==== EXERCISE MATERIAL ====

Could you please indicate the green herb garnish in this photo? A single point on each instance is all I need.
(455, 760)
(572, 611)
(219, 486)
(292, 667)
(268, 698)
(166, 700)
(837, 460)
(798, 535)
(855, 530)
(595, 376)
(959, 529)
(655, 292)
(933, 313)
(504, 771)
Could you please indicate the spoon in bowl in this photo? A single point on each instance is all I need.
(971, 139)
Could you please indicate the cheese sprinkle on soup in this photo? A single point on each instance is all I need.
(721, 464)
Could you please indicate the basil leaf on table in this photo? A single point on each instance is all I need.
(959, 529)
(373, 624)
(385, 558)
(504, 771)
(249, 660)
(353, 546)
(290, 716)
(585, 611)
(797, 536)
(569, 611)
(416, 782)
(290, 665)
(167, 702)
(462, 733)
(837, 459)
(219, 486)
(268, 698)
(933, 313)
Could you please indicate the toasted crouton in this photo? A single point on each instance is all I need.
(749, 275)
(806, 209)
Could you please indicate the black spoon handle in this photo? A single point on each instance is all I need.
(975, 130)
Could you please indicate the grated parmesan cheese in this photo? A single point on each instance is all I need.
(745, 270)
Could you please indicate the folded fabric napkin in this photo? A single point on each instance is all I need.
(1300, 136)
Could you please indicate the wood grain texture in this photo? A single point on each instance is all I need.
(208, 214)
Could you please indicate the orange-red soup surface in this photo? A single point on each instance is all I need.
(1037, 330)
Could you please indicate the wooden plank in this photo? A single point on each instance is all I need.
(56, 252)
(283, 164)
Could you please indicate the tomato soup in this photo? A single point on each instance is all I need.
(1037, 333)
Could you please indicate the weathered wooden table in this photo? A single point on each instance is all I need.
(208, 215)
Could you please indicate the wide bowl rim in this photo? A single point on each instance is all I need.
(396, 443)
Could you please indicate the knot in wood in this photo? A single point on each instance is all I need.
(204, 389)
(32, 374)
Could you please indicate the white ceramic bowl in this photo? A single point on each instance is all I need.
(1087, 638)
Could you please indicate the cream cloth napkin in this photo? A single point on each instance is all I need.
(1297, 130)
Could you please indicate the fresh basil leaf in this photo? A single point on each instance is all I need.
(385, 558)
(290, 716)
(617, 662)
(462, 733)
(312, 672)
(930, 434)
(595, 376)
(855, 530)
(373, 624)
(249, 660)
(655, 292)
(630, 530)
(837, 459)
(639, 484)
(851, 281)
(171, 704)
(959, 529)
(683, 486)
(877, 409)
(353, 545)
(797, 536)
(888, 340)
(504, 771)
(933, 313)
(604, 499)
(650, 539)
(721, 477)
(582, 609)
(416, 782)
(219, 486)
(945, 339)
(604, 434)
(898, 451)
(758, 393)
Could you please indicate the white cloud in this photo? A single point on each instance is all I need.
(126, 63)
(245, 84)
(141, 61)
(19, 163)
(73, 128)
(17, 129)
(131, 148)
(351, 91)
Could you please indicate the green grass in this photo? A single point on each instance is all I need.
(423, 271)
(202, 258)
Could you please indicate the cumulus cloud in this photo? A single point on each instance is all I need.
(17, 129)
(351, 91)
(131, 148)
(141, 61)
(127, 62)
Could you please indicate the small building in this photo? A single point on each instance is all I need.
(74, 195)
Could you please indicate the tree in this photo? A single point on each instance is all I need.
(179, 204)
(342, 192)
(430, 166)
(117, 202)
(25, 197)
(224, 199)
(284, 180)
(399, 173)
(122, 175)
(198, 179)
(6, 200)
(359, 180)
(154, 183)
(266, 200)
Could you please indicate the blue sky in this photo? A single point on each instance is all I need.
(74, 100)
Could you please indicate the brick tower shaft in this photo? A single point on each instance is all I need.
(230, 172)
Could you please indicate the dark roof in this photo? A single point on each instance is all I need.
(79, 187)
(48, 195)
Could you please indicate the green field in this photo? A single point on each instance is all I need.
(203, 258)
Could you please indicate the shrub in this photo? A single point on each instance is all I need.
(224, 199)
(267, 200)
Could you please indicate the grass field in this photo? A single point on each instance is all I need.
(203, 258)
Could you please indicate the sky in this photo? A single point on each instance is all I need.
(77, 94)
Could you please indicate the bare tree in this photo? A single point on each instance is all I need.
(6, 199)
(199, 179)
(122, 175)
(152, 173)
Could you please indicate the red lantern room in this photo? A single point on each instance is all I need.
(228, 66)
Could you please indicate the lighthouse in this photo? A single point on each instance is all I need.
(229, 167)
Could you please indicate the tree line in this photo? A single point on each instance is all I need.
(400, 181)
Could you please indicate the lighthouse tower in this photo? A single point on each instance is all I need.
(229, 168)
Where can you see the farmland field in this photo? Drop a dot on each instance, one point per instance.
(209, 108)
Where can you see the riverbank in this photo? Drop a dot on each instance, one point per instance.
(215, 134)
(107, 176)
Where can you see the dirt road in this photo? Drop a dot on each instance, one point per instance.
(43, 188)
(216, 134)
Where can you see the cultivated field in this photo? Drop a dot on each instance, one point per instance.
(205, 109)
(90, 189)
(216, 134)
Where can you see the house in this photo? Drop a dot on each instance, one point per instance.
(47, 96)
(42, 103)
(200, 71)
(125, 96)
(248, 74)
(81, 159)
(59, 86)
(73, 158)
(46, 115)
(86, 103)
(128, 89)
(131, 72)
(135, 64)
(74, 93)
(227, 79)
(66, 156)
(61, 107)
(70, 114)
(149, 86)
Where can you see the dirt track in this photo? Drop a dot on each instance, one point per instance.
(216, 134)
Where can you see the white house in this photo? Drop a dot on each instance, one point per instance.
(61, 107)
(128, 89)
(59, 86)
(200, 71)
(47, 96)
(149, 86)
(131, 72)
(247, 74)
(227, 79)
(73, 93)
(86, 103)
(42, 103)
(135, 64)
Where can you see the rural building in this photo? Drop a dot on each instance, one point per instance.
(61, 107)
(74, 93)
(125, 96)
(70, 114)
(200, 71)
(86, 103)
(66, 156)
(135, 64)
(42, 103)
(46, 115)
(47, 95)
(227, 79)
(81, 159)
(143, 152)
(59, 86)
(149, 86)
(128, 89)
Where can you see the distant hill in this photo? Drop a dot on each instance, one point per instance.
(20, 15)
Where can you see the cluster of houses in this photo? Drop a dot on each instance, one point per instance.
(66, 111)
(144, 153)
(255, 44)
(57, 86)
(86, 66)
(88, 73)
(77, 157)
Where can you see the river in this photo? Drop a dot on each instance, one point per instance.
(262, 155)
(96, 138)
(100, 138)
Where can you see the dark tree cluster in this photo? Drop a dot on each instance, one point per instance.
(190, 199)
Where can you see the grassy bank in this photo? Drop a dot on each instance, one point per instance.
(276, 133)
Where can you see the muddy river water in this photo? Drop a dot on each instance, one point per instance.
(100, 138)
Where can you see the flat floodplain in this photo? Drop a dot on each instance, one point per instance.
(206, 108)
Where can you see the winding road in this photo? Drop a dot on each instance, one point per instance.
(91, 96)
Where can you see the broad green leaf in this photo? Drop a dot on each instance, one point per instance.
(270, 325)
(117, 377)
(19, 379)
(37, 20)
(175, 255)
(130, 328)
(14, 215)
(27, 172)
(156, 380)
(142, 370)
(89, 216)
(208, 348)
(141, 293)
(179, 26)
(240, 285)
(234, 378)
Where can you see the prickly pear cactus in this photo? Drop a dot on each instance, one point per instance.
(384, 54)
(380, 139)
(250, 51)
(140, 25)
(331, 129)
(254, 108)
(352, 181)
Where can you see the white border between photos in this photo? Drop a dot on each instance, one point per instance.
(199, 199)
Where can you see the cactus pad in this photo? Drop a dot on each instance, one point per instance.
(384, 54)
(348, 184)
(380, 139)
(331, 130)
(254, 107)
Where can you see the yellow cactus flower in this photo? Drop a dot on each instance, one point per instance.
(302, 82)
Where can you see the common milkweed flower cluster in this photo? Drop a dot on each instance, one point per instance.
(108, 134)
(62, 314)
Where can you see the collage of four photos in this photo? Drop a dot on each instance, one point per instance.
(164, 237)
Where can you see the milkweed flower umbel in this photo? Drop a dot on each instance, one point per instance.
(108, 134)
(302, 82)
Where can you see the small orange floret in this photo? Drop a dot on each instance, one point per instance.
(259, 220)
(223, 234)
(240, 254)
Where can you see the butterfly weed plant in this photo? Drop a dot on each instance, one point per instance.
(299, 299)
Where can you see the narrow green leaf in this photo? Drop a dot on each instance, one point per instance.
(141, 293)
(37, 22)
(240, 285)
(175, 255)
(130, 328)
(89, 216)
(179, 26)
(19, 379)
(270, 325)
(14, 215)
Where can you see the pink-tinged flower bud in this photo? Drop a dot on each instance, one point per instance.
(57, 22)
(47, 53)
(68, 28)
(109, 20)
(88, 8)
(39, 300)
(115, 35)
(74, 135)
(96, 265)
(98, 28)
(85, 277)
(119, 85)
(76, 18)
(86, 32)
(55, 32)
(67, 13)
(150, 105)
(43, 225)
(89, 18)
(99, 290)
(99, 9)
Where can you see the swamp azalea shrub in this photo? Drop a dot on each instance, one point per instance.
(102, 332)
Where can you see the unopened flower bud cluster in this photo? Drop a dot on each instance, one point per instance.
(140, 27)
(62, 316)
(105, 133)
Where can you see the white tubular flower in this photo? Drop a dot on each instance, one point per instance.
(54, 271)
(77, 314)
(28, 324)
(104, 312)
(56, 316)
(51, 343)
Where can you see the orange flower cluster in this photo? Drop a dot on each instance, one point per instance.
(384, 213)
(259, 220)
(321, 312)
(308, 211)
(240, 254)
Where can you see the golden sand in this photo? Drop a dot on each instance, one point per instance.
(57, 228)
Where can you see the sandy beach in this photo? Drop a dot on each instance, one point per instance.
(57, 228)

====

WHAT IS BEING ASKED:
Give again, exactly, every line from the one holding "Where can you see the golden" to the last line of the data.

ANSWER SPACE:
Where can you see the golden sand in this photo? Drop a dot on each instance, one point per instance.
(57, 228)
Where can you see the sandy beach in this photo? Drop a dot on each instance, one point per instance.
(57, 228)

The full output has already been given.